* DATASET EXTRACT *
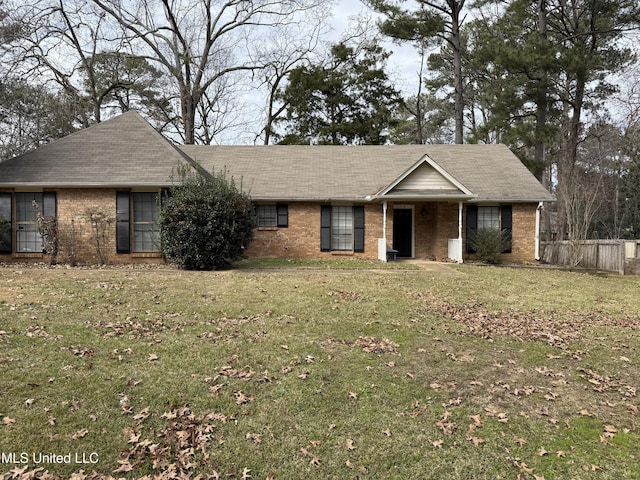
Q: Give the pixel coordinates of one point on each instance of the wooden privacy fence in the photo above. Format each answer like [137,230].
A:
[606,255]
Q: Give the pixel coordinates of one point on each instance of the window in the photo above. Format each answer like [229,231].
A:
[146,236]
[488,217]
[137,222]
[28,240]
[5,222]
[342,228]
[273,215]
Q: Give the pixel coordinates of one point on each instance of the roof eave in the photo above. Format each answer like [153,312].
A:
[513,200]
[27,185]
[432,197]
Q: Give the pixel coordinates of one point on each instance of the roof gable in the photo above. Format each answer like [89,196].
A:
[426,180]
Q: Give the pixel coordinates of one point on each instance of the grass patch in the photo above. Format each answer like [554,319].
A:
[300,373]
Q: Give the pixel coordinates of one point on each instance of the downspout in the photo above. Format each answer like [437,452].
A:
[537,246]
[459,232]
[382,244]
[384,221]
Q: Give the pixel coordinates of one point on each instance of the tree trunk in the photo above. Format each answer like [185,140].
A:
[456,43]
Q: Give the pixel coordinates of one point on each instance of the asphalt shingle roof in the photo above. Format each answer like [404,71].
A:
[127,152]
[490,172]
[124,151]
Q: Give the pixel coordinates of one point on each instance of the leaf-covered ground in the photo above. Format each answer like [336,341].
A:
[478,372]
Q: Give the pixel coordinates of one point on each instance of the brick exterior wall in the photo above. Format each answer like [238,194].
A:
[434,224]
[301,239]
[523,244]
[76,239]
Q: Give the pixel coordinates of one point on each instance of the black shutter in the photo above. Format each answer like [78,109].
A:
[325,228]
[358,228]
[49,204]
[123,237]
[506,227]
[472,226]
[283,216]
[5,214]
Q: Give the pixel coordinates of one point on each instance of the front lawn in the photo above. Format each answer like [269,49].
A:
[318,372]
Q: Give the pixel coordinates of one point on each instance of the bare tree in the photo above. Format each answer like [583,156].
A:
[287,48]
[200,42]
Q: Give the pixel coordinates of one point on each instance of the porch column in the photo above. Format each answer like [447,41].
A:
[537,234]
[459,232]
[382,242]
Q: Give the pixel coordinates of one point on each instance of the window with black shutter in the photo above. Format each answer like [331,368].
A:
[5,222]
[342,228]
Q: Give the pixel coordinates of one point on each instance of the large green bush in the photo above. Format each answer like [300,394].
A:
[205,222]
[489,244]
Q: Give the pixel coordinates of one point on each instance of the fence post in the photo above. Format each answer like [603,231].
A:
[621,256]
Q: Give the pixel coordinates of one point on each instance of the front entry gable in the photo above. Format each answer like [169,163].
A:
[426,180]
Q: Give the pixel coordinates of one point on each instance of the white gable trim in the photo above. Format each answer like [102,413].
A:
[387,191]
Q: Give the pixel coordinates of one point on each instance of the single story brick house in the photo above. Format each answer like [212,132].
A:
[423,201]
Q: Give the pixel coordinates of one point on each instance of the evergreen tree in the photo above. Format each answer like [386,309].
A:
[432,22]
[348,100]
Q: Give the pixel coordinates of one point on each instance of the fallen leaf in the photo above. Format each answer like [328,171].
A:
[241,398]
[477,420]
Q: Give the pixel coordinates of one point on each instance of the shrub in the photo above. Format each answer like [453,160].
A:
[489,244]
[101,223]
[205,222]
[48,230]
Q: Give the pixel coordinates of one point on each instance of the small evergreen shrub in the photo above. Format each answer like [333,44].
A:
[489,244]
[205,222]
[48,230]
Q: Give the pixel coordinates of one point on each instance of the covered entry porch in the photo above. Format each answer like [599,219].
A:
[428,230]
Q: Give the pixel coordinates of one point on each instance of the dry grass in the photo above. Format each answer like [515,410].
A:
[319,372]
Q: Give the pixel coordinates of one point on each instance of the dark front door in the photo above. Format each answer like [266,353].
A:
[403,232]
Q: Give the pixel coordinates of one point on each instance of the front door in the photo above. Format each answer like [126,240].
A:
[403,232]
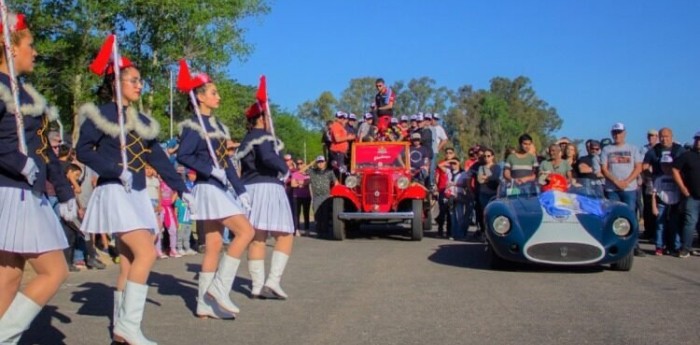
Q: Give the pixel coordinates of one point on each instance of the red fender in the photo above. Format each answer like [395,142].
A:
[342,191]
[414,191]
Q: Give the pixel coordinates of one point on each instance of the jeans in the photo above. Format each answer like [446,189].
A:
[458,217]
[184,232]
[667,226]
[691,212]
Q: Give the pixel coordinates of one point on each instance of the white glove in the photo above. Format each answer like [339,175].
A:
[244,198]
[220,174]
[127,179]
[30,171]
[188,198]
[68,210]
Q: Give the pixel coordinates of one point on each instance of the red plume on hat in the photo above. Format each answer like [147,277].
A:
[185,82]
[102,63]
[16,22]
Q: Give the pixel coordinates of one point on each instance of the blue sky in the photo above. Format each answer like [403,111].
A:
[597,62]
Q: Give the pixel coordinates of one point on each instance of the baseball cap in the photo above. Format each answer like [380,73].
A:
[666,159]
[619,126]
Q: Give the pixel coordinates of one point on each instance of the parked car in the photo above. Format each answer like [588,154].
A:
[568,225]
[378,189]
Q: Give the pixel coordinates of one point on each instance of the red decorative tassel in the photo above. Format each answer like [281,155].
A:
[99,65]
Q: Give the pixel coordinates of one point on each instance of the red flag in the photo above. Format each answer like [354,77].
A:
[99,65]
[183,77]
[261,96]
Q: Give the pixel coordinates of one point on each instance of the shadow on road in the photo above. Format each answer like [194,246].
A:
[462,254]
[42,332]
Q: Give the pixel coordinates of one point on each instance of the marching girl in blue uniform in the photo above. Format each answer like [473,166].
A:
[262,172]
[214,202]
[29,229]
[120,204]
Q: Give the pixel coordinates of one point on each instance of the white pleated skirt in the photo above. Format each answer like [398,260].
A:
[28,223]
[112,210]
[270,209]
[212,202]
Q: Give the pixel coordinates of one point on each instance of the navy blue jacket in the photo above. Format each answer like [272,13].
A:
[194,154]
[260,160]
[98,146]
[36,122]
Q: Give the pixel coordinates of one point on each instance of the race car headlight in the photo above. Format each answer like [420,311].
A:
[403,182]
[622,227]
[501,225]
[352,181]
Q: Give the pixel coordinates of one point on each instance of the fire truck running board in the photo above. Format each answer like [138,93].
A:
[375,215]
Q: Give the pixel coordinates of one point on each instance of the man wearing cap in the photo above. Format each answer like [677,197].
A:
[651,169]
[365,130]
[621,164]
[340,142]
[320,181]
[588,166]
[420,159]
[686,173]
[384,103]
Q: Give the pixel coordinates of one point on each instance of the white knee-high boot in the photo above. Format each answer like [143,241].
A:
[277,265]
[206,307]
[128,325]
[257,276]
[220,286]
[118,296]
[17,318]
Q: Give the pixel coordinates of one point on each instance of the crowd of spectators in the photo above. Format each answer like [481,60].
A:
[659,181]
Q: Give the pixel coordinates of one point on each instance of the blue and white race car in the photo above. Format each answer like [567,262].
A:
[569,225]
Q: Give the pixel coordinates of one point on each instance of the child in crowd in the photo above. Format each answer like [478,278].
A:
[153,190]
[184,230]
[664,203]
[167,200]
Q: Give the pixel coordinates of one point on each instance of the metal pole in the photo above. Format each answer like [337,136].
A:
[170,109]
[13,78]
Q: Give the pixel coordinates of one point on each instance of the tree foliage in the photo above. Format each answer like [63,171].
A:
[153,34]
[495,117]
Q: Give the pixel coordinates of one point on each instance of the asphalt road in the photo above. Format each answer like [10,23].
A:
[383,289]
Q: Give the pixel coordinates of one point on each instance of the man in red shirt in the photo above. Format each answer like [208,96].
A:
[340,143]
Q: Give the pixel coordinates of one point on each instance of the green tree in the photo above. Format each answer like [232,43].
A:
[315,113]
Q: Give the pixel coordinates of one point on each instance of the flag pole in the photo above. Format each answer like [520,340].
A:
[120,111]
[13,78]
[170,109]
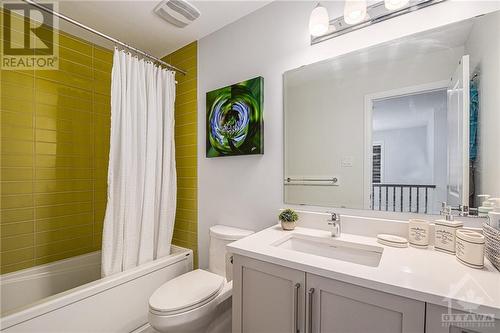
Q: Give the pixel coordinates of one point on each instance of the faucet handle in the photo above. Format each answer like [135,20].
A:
[333,217]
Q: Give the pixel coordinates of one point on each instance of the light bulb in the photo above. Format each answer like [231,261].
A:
[354,11]
[395,4]
[319,22]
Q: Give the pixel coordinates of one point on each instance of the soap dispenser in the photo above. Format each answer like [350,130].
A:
[445,231]
[494,214]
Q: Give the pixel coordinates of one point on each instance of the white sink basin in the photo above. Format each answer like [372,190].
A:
[333,248]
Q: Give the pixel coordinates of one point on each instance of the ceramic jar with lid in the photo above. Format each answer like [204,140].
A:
[470,248]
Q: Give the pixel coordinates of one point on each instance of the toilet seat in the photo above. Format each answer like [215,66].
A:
[186,292]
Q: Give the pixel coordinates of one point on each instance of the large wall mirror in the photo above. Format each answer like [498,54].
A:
[400,127]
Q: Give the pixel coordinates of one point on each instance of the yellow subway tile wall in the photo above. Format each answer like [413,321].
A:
[55,128]
[186,220]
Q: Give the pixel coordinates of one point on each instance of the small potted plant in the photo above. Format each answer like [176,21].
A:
[288,219]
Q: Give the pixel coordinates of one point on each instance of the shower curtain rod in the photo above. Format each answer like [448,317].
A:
[116,41]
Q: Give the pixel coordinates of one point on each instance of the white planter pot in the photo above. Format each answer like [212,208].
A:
[288,225]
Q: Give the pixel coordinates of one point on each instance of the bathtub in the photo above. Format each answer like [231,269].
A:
[51,298]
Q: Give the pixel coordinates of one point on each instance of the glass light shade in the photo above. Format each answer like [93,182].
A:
[319,22]
[395,4]
[354,11]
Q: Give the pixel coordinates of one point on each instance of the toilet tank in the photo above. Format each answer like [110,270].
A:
[220,236]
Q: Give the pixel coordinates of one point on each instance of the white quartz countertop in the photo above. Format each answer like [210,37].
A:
[422,274]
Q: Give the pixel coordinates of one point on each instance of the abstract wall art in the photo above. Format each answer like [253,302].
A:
[235,123]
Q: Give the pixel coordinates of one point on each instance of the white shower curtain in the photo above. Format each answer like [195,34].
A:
[142,187]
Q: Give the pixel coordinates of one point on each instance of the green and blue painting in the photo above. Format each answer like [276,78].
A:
[235,124]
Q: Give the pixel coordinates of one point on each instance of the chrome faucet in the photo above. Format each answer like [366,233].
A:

* EXERCISE PROMPT *
Can you write out, word for word, the stretch of lines from the one containing "answer like [276,78]." through the last line above?

* CORRECT RESPONSE *
Q: Give the pixel coordinates of one point on each instance of the green and blue painting in the photo above. Format each answer like [276,78].
A:
[235,124]
Q: Give the pixel coordinates of one point on each instance of the chrome faucet in the photo above. Format each answer like [366,233].
A:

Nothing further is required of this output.